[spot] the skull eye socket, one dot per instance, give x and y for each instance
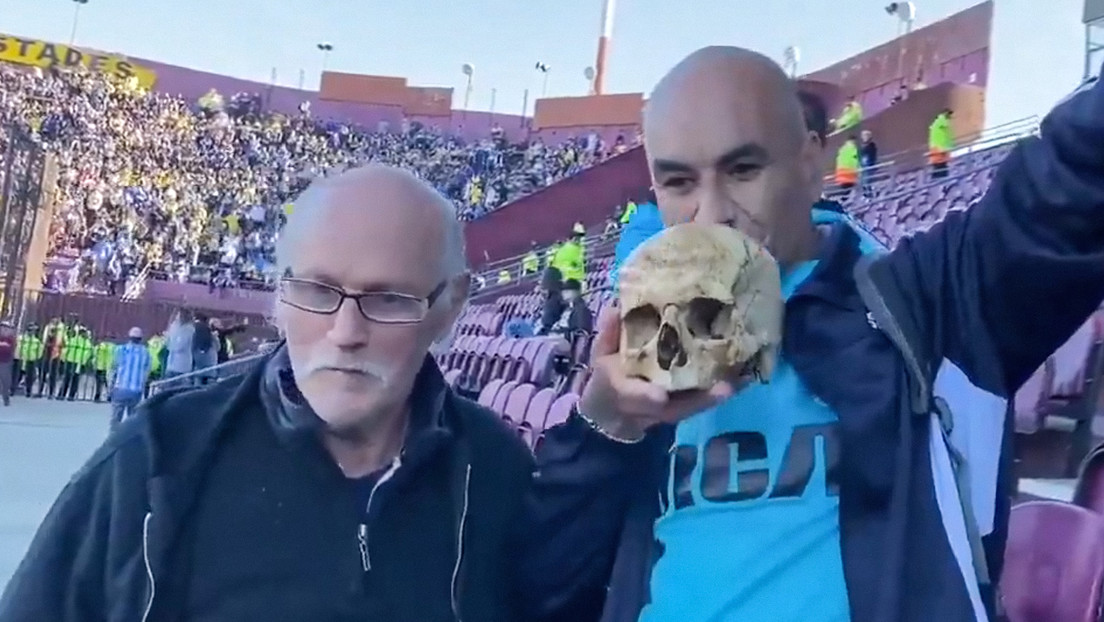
(641, 324)
(703, 316)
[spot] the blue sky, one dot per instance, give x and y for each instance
(427, 41)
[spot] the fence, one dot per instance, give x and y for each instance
(221, 371)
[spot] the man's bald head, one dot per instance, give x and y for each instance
(726, 144)
(372, 276)
(741, 76)
(381, 194)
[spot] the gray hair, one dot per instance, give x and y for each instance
(310, 206)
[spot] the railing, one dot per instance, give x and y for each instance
(221, 371)
(970, 143)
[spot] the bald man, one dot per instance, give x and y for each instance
(829, 494)
(338, 480)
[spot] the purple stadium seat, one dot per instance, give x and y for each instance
(538, 409)
(503, 394)
(517, 404)
(516, 360)
(527, 434)
(489, 392)
(560, 410)
(1053, 563)
(542, 361)
(1090, 488)
(452, 377)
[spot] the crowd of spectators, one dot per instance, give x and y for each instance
(151, 185)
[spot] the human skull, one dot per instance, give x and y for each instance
(697, 302)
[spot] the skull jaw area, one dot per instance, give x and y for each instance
(714, 361)
(678, 378)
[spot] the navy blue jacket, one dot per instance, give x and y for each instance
(995, 290)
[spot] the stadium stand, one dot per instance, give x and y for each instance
(125, 219)
(155, 185)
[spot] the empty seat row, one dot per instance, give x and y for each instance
(529, 409)
(1067, 386)
(476, 360)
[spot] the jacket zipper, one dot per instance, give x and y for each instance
(149, 568)
(459, 547)
(365, 558)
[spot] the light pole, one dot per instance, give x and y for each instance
(590, 74)
(544, 70)
(325, 48)
(791, 58)
(76, 19)
(468, 70)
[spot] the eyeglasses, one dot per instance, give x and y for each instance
(383, 307)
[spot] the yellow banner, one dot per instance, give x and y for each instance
(49, 55)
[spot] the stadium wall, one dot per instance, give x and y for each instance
(547, 215)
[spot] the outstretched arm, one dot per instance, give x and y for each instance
(1001, 285)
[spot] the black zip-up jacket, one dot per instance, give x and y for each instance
(211, 506)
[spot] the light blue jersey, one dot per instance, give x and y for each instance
(751, 533)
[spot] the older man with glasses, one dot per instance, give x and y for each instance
(339, 480)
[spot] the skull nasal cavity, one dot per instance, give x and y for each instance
(669, 349)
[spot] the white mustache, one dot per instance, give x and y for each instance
(368, 368)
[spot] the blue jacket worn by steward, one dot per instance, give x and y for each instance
(993, 290)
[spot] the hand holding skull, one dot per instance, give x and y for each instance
(700, 315)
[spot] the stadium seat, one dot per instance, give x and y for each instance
(498, 404)
(560, 410)
(1089, 492)
(517, 404)
(1068, 386)
(489, 392)
(538, 408)
(452, 377)
(1053, 563)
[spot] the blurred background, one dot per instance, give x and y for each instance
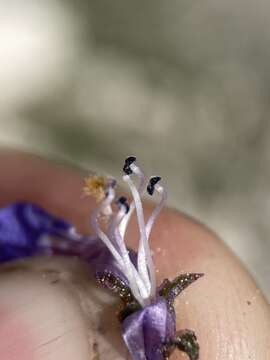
(183, 85)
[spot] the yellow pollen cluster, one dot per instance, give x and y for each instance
(95, 186)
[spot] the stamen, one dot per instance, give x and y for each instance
(122, 201)
(158, 208)
(130, 160)
(144, 261)
(141, 278)
(142, 183)
(151, 185)
(135, 282)
(94, 221)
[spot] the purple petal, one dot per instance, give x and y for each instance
(22, 225)
(147, 330)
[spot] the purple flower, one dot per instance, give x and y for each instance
(147, 314)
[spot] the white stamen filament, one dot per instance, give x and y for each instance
(142, 184)
(106, 203)
(157, 209)
(144, 255)
(141, 278)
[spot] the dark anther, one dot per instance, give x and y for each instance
(130, 160)
(123, 201)
(152, 183)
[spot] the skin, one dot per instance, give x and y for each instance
(52, 309)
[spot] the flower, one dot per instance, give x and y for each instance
(147, 313)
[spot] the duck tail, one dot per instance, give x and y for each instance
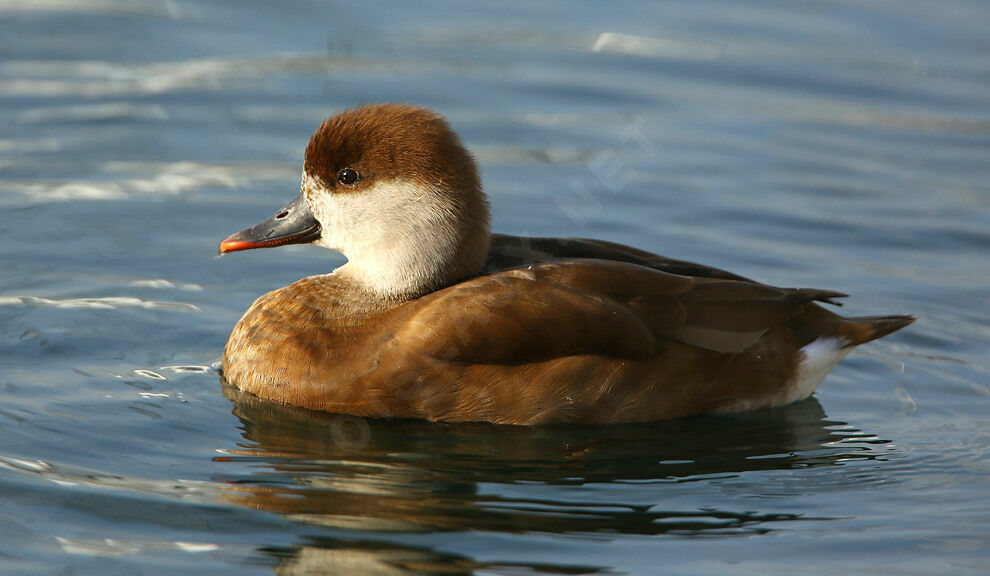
(863, 329)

☆ ☆ ☆

## SHORT TASK
Above are records to transcribe exactly; leave their pictures out.

## RESULT BELOW
[spot] the skull eye socket, one dot per instance, give x and y for each instance
(641, 324)
(703, 316)
[spot] the blue sky, one dot per instance, give x and y for each instance
(427, 41)
[spot] the fence, one dot per instance, give x and y for each instance
(221, 371)
[spot] the man's bald head, one dot per instance, give x and y for each instance
(726, 144)
(372, 276)
(741, 76)
(381, 194)
[spot] the gray hair, one dot per instance, give x and y for each instance
(310, 206)
[spot] the railing, one dot per instance, give x and y for each instance
(221, 371)
(970, 143)
[spot] the bald man, one dot per instance, give x and y for each instance
(829, 494)
(338, 480)
[spot] the purple stadium seat, one dot per instance, give x and y for each instance
(538, 409)
(503, 394)
(517, 404)
(516, 360)
(527, 434)
(489, 392)
(560, 410)
(1053, 563)
(542, 361)
(1090, 488)
(452, 377)
[spot] the crowd of spectators, one dot per instance, give x and y for each instance
(151, 185)
[spot] the human skull, one dot per instance, give x and y for each instance
(697, 302)
[spot] the skull jaw area, one dot per instance, give x and y for each instance
(714, 361)
(678, 378)
[spot] the navy blue jacket, one dot per instance, give x and y for each instance
(995, 290)
[spot] the stadium stand, one dot per instance, give x and y for each instance
(125, 219)
(155, 185)
[spot] the empty seat row, one dot per instance, give x and y for each instance
(529, 409)
(1067, 386)
(476, 360)
[spot] the jacket zipper, one dot per instance, give x and y for each instance
(149, 568)
(459, 547)
(365, 558)
[spot] the light pole, one dot per instance, give x and y for each instance
(590, 74)
(544, 70)
(325, 48)
(791, 58)
(76, 19)
(468, 70)
[spot] the eyeglasses, one dot per instance, give x and y for each instance
(383, 307)
[spot] the yellow banner, one dot per instance, give x and y for each instance
(49, 55)
[spot] the stadium wall, one dot per instance, give x and y for each instance
(547, 215)
[spot] the outstretched arm, one dot per instance, give x and y for each instance
(1001, 285)
[spot] the black zip-up jacket, one dot per instance, give x and y for each instance
(211, 506)
[spot] the light blue jersey, one dot per instance, give x and y for each instance
(751, 533)
[spot] the older man with glasses, one dot per instance, give x and y for each instance
(339, 480)
[spot] the skull nasal cavity, one dot per instance, give x and y for each instance
(669, 349)
[spot] the white mustache, one dot per instance, give x and y for each instance
(368, 368)
[spot] the blue jacket worn by steward, one dot per instance, give x and y for each instance
(993, 290)
[spot] the hand holding skull, one dot per instance, give x and y for each instance
(700, 315)
[spot] the stadium seat, one dot per instance, give x and y for each instance
(498, 404)
(560, 410)
(1089, 492)
(517, 404)
(1068, 386)
(489, 392)
(538, 408)
(452, 377)
(1053, 563)
[spot] the blurred background, one dot per instance, give x and y for each instance
(183, 85)
[spot] the yellow pollen cluster, one dot per instance, give x and y for each instance
(95, 186)
[spot] the stamen, one dot per instance, give x and y for each instance
(122, 201)
(158, 208)
(130, 160)
(144, 261)
(141, 278)
(142, 183)
(151, 185)
(135, 282)
(94, 221)
[spot] the purple petal, one dot per instance, give x and y for each instance
(22, 225)
(147, 330)
[spot] the purple flower, one dot per instance, give x and y for each instance
(147, 314)
[spot] the white stamen filament, one dot per instance, give x and y for each instance
(142, 184)
(106, 203)
(157, 209)
(144, 255)
(141, 278)
[spot] the dark anther, one dot per instance, give x and y for each instance
(130, 160)
(123, 201)
(152, 183)
[spot] the skin, one dot per instance, give x and y for each instance
(52, 309)
[spot] the flower, one dot per instance, give x and y for each instance
(147, 313)
[spot] the duck tail, one dot per instance, give x and y for each instance
(863, 329)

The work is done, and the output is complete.